(Dataset excerpt)
-----
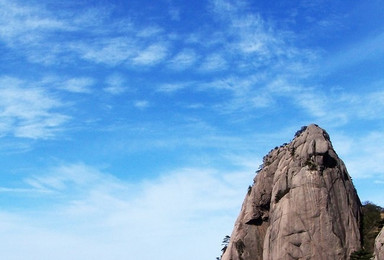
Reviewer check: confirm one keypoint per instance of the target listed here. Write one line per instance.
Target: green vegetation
(371, 225)
(370, 228)
(225, 243)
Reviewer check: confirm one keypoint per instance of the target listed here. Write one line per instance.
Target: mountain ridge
(302, 205)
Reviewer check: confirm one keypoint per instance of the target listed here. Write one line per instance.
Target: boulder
(302, 205)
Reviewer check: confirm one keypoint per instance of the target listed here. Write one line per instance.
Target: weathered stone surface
(379, 246)
(302, 205)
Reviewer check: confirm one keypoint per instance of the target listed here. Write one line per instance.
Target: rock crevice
(302, 205)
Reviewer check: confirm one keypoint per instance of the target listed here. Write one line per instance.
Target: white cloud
-----
Please rewrite every line above, keeping the text lines unchanged and shifting each coordinate in the answers by -104. Leave the pictures out.

— Response to this task —
Reviewer check: confirm one keypoint per instance of the target listed here. Write one line per instance.
Target: green vegetation
(267, 121)
(266, 124)
(121, 139)
Reviewer check: confirm one keypoint per instance of the target listed here. Write one line per instance.
Target: mountain ridge
(198, 101)
Reviewer check: confirm one keypoint per instance of the target listed here. Write one line per instance.
Target: boulder
(198, 101)
Reviewer check: confirm one keypoint per instance of the target listed here. Write one line per instance.
Target: weathered stone surface
(275, 142)
(198, 101)
Reviewer check: confirm one keypoint per instance of the target listed here. Write one line per instance.
Target: rock crevice
(198, 101)
Reviewer check: confirm one keypoint per instance of the target listed here. Write one line per instance.
Target: white cloud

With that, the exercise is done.